* **Given text**

* Begin *

Tatsuo Ishii <ishii@postgresql.org> — 2025-05-23T10:58:46Z
>> On 23 May 2025, at 11:08, wenhui qiu <qiuwenhuifx@gmail.com> wrote: >> >> HI >> > The obvious question is how many people would suffer because >> > of that removal, as it would prevent them from using pg_upgrade. >> >> > Can anybody who works in a region that uses these encodings make >> > an educated guess? >> +1 Agree ,GB18030 A coding standard in China, if deleted, will have an impact on the application of postgresql in China, and China is now experiencing more and more hot postgresql heat, need to consider carefully! > > Thanks for the input, that's exactly what we need to make informed decisions. > How prevalent is GB18030 usage, is it used in all postgres installations in > China, most of them or in some particular cases? Another point is, whether other DBMS support GB18030 or not. If they support, but PostgreSQL would not in the future, that could be a reason to move away from PostgreSQL. As far as I know MySQL, Oracle and SQL server support GB18030. Best regards, -- Tatsuo Ishii SRA OSS K.K. English: http://www.sraoss.co.jp/index_en/ Japanese:http://www.sraoss.co.jp
-
Re: Retiring some encodings?
Michael Paquier <michael@paquier.xyz> — 2025-05-24T00:13:33Z
On Fri, May 23, 2025 at 07:58:46PM +0900, Tatsuo Ishii wrote: > Another point is, whether other DBMS support GB18030 or not. If they > support, but PostgreSQL would not in the future, that could be a > reason to move away from PostgreSQL. Yeah, that's a good point. I would also question what's the benefit in using GB18030 over UTF-8, though. An obvious one I can see is because legacy applications never get updated. On my side, I'll try to grab some actual numbers or at least a trend of them. -- Michael
-
Re: Retiring some encodings?

* End *

(Collected data)
* Begin *

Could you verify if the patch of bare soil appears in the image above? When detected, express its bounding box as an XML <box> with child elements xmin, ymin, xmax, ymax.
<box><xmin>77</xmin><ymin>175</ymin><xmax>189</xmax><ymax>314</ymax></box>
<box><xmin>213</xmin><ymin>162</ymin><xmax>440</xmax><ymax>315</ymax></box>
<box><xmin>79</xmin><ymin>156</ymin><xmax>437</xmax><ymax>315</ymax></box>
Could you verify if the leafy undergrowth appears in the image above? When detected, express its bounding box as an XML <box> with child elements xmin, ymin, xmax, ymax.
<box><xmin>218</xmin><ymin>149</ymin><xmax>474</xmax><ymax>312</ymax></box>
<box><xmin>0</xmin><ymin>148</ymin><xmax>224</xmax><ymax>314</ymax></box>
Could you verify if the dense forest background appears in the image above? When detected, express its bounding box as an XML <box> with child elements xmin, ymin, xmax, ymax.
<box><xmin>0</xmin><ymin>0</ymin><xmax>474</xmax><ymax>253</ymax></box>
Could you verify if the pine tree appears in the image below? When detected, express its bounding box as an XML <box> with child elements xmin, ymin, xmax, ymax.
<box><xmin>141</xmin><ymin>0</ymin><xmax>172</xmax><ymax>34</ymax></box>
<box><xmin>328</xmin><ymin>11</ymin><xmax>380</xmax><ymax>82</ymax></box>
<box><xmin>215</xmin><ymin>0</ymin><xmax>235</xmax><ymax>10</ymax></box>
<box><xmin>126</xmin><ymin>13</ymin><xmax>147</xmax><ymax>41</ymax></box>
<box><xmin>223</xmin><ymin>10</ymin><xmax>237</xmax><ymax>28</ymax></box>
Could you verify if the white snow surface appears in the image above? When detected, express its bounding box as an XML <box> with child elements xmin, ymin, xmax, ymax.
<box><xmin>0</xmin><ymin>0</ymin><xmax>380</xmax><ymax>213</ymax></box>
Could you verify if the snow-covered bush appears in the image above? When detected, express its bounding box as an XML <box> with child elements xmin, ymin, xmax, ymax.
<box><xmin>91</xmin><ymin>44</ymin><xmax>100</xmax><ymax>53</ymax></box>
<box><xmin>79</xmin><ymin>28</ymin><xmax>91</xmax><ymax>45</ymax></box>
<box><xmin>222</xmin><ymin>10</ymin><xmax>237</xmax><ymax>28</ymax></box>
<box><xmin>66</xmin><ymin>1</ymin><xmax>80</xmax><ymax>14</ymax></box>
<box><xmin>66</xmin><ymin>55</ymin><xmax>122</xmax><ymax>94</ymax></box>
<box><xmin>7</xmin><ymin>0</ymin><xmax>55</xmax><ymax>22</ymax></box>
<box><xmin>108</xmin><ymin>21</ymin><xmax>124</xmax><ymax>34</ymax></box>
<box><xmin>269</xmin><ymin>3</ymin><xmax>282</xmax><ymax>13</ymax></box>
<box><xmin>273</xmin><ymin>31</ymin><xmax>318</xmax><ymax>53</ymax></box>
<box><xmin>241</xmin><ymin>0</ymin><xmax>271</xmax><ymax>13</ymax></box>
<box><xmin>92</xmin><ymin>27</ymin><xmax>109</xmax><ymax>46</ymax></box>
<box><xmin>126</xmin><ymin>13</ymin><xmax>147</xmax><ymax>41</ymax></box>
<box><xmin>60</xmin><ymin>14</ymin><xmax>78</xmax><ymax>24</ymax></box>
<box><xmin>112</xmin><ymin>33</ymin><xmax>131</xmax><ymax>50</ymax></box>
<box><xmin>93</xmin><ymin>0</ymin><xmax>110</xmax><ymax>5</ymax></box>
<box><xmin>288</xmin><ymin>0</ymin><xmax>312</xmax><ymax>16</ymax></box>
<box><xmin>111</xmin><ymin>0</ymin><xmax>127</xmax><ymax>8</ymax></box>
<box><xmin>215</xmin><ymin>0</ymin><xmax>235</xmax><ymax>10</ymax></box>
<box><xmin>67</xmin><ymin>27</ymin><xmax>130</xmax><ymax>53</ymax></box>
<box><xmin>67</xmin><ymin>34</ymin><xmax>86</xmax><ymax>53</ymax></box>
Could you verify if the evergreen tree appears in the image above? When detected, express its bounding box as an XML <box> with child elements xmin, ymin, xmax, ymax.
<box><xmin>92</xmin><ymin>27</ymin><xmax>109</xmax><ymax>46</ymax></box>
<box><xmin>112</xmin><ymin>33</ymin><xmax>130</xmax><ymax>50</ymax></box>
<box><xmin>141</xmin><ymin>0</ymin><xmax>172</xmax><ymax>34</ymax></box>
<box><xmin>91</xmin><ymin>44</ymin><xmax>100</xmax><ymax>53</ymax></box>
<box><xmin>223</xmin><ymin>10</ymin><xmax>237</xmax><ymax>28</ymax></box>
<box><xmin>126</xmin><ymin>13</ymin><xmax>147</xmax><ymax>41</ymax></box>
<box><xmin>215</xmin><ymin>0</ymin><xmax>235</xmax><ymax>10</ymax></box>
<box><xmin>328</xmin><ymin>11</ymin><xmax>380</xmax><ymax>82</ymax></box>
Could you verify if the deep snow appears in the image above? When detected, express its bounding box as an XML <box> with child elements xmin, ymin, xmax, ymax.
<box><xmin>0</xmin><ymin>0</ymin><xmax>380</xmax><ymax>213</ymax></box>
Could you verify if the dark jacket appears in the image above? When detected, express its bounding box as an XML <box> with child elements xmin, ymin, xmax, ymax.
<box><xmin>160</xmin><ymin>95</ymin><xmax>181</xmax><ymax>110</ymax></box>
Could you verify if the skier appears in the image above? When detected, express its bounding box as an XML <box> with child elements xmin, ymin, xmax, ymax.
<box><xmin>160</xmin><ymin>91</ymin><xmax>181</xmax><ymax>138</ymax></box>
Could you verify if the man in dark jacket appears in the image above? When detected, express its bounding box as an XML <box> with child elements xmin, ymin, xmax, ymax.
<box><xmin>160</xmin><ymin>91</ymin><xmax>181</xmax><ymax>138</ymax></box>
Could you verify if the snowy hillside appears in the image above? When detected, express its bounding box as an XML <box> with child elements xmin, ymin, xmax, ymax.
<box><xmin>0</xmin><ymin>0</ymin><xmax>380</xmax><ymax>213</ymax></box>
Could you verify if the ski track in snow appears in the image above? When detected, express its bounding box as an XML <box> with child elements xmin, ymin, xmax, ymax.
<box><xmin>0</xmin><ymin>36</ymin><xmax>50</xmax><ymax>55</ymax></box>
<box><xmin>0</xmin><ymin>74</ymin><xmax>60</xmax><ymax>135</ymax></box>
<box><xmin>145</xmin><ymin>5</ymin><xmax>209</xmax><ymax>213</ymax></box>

* End *

Please resume the mailing-list thread above about retiring some encodings, starting right after the last line shown.

Tatsuo Ishii <ishii@postgresql.org> — 2025-05-24T02:23:23Z
> Yeah, that's a good point. I would also question what's the benefit > in using GB18030 over UTF-8, though. An obvious one I can see is > because legacy applications never get updated. Plus users have too many GB18030 encoded files, I guess. -- Tatsuo Ishii SRA OSS K.K. English: http://www.sraoss.co.jp/index_en/ Japanese:http://www.sraoss.co.jp
-
Re: Retiring some encodings?
DEVOPS_WwIT <devops@ww-it.cn> — 2025-05-25T00:58:13Z
Hi Michael > Yeah, that's a good point. I would also question what's the benefit > in using GB18030 over UTF-8, though. An obvious one I can see is > because legacy applications never get updated. > The GB18030 encoding standard is a mandatory Chinese character encoding standard required by regulations. Software sold and used in China must support GB18030, with its latest version being the 2023 edition. The primary advantage of GB18030 is that most Chinese characters require only 2 bytes for storage, whereas UTF-8 necessitates 3 bytes for the same characters. This makes GB18030 significantly more storage-efficient compared to UTF-8 in terms of space utilization. Tony
-
Re: Retiring some encodings?
Andrew Dunstan <andrew@dunslane.net> — 2025-05-26T16:07:02Z
On 2025-05-24 Sa 8:58 PM, DEVOPS_WwIT wrote: > > Hi Michael > >> Yeah, that's a good point. I would also question what's the benefit >> in using GB18030 over UTF-8, though. An obvious one I can see is >> because legacy applications never get updated. >> > The GB18030 encoding standard is a mandatory Chinese character > encoding standard required by regulations. Software sold and used in > China must support GB18030, with its latest version being the 2023 > edition. The primary advantage of GB18030 is that most Chinese > characters require only 2 bytes for storage, whereas UTF-8 > necessitates 3 bytes for the same characters. This makes GB18030 > significantly more storage-efficient compared to UTF-8 in terms of > space utilization. > > Given this, removing it seems like a non-starter. cheers andrew -- Andrew Dunstan EDB:https://www.enterprisedb.com
-
Re: Retiring some encodings?
Daniel Gustafsson <daniel@yesql.se> — 2025-05-26T16:54:49Z
> On 26 May 2025, at 18:07, Andrew Dunstan <andrew@dunslane.net> wrote: > On 2025-05-24 Sa 8:58 PM, DEVOPS_WwIT wrote: >> The GB18030 encoding standard is a mandatory Chinese character encoding standard required by regulations. Software sold and used in China must support GB18030, with its latest version being the 2023 edition. The primary advantage of GB18030 is that most Chinese characters require only 2 bytes for storage, whereas UTF-8 necessitates 3 bytes for the same characters. This makes GB18030 significantly more storage-efficient compared to UTF-8 in terms of space utilization. > > Given this, removing it seems like a non-starter. Agreed, it seems very unappealing to remove something so important to such a large userbase. -- Daniel Gustafsson
-
Re: Retiring some encodings?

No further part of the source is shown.